What you need to do
Please print exactly the lines running from the one that contains "If you could tag every instance of the black ink" to the end of the data, with both lines included.

#####

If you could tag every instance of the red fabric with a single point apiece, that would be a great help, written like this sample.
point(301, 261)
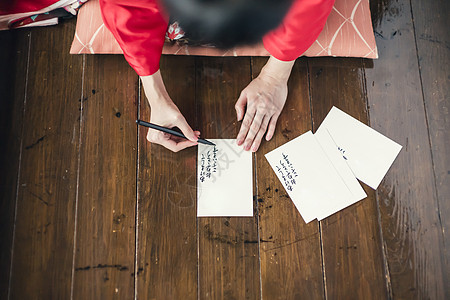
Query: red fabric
point(9, 7)
point(139, 27)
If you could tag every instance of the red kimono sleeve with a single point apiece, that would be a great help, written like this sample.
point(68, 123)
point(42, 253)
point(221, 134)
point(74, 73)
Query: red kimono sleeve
point(299, 29)
point(139, 27)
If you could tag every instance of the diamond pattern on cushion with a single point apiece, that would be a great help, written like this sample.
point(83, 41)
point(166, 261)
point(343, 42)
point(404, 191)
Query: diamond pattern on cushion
point(348, 32)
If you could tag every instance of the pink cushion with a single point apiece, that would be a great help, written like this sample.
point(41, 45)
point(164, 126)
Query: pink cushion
point(348, 32)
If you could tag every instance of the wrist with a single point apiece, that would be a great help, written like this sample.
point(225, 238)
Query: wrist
point(154, 88)
point(278, 69)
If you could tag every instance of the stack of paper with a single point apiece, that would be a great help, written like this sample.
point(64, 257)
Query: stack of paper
point(319, 171)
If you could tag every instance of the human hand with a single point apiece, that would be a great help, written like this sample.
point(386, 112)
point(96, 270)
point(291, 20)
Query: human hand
point(264, 98)
point(165, 113)
point(168, 115)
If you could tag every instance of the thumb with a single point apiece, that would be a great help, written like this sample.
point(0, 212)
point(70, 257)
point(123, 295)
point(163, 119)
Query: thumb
point(186, 129)
point(240, 106)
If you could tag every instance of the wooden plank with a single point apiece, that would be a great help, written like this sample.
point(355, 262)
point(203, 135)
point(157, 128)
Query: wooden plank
point(228, 247)
point(431, 25)
point(291, 262)
point(43, 245)
point(353, 260)
point(13, 57)
point(411, 229)
point(167, 229)
point(105, 236)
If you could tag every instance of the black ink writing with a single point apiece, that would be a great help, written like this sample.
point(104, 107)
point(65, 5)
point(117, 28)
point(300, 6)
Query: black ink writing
point(342, 152)
point(212, 163)
point(287, 172)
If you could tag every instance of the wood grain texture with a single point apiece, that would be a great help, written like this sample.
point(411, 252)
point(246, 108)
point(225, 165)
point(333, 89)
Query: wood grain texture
point(353, 260)
point(228, 247)
point(13, 57)
point(43, 244)
point(105, 236)
point(412, 233)
point(167, 211)
point(431, 25)
point(291, 262)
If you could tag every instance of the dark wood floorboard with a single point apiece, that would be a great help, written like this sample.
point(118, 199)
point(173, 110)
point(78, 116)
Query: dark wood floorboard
point(412, 233)
point(167, 198)
point(228, 247)
point(128, 208)
point(105, 233)
point(43, 244)
point(432, 33)
point(13, 58)
point(353, 261)
point(291, 262)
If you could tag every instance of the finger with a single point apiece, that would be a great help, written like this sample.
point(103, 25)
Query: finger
point(186, 129)
point(258, 138)
point(248, 119)
point(240, 106)
point(254, 129)
point(272, 125)
point(175, 147)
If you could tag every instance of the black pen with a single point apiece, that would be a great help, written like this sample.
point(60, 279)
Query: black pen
point(170, 131)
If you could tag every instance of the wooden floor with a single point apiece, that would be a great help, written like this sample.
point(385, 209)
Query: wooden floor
point(90, 210)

#####

The completed task
If you could tag every instance of the black ink writing with a single point apiece, that would be a great help, written like this sample.
point(104, 107)
point(65, 5)
point(117, 28)
point(300, 6)
Query: black ink writing
point(342, 152)
point(212, 163)
point(287, 172)
If you could tag every instance of the wood grain texture with a single point apiece, that would be a great help, written like this sample.
point(411, 252)
point(246, 108)
point(225, 165)
point(333, 89)
Query: wood grain texture
point(353, 260)
point(228, 247)
point(13, 57)
point(43, 244)
point(105, 236)
point(412, 233)
point(167, 211)
point(431, 25)
point(291, 262)
If you could tag every instance of the dark wood floorboard with a single point apiece, that would be a great help, written like this sample.
point(118, 199)
point(173, 110)
point(78, 116)
Query: dark wood floorboard
point(412, 233)
point(167, 198)
point(228, 247)
point(128, 208)
point(105, 233)
point(43, 244)
point(432, 33)
point(13, 58)
point(353, 261)
point(291, 262)
If you could tag every instance of the finger with a single point apiece, that would be a great help, written like this sample.
point(103, 25)
Query: finger
point(186, 129)
point(258, 138)
point(248, 119)
point(240, 106)
point(254, 129)
point(272, 125)
point(175, 147)
If you could tag every instance of the black pen with a single point apiece, that would be a great help, written like this sample.
point(60, 279)
Query: black pen
point(170, 131)
If you could tag every instance of the wooden floor with a single point apiece, that would be a great help, written like this sample.
point(385, 209)
Query: wooden floor
point(90, 210)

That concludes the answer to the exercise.